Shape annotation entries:
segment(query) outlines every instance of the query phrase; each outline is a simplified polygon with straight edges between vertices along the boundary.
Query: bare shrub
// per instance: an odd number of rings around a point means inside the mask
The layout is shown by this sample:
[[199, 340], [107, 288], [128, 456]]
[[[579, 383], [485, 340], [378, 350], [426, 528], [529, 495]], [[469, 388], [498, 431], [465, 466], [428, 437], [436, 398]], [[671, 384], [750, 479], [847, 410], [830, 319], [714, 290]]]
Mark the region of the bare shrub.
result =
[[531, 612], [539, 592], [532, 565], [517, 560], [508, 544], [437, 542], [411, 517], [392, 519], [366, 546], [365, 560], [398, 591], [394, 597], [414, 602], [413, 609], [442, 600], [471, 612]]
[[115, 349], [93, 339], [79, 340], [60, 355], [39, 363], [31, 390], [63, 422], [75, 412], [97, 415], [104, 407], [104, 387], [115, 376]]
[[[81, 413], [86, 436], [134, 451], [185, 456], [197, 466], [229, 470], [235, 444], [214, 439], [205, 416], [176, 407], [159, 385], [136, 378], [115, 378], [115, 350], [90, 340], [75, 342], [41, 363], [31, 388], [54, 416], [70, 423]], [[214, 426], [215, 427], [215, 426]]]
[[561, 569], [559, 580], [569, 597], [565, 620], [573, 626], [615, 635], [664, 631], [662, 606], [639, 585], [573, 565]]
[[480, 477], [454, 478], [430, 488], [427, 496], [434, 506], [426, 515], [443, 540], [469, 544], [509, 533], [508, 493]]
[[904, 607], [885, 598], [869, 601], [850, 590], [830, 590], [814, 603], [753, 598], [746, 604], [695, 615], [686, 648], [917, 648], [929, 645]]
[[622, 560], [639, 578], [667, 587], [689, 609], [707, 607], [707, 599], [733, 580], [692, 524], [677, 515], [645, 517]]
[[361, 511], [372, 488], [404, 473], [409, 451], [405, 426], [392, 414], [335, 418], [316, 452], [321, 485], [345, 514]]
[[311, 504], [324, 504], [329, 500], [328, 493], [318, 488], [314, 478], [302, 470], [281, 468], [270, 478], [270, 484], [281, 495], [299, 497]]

**EXERCISE PROMPT:** Copy out every line of the material above, reproducing each one exactly as it appears.

**RESPONSE FOR THIS EXERCISE:**
segment(query) outlines every instance of the query phrase; each outline is a simplified polygon with straight edges between vertices along the boundary.
Query: bare shrub
// per instance: an odd number of rings around a point means inside the mask
The layout is shown by this sample:
[[199, 340], [107, 288], [128, 456]]
[[[579, 383], [485, 340], [378, 350], [426, 528], [529, 495]], [[469, 388], [498, 431], [465, 466], [428, 437], [436, 398]], [[671, 384], [750, 479], [847, 410], [830, 319], [714, 290]]]
Mark the region of the bare shrub.
result =
[[531, 612], [539, 592], [532, 565], [517, 560], [508, 544], [437, 542], [411, 517], [392, 519], [366, 546], [365, 560], [398, 591], [394, 597], [414, 602], [413, 609], [442, 600], [471, 612]]
[[115, 349], [93, 339], [79, 340], [60, 355], [39, 363], [31, 390], [63, 422], [75, 412], [97, 415], [104, 407], [104, 387], [115, 376]]
[[[81, 413], [86, 436], [134, 451], [185, 456], [197, 466], [229, 470], [235, 444], [214, 439], [205, 416], [176, 407], [159, 385], [136, 378], [115, 378], [115, 350], [90, 340], [75, 342], [41, 363], [31, 388], [54, 416], [70, 423]], [[214, 426], [215, 427], [215, 426]]]
[[561, 569], [559, 580], [569, 597], [565, 620], [573, 626], [615, 635], [664, 631], [662, 606], [639, 585], [573, 565]]
[[480, 477], [454, 478], [430, 488], [427, 496], [434, 506], [426, 515], [443, 540], [469, 544], [509, 533], [508, 493]]
[[904, 607], [885, 598], [869, 601], [850, 590], [830, 590], [814, 603], [753, 598], [746, 604], [695, 615], [686, 648], [917, 648], [929, 645]]
[[622, 560], [639, 578], [667, 587], [689, 609], [707, 607], [707, 599], [733, 580], [692, 524], [677, 515], [645, 517]]
[[361, 511], [372, 488], [404, 473], [409, 451], [405, 426], [392, 414], [335, 418], [316, 452], [321, 485], [345, 514]]
[[311, 504], [324, 504], [329, 500], [328, 493], [318, 488], [314, 478], [302, 470], [281, 468], [270, 478], [270, 484], [281, 495], [299, 497]]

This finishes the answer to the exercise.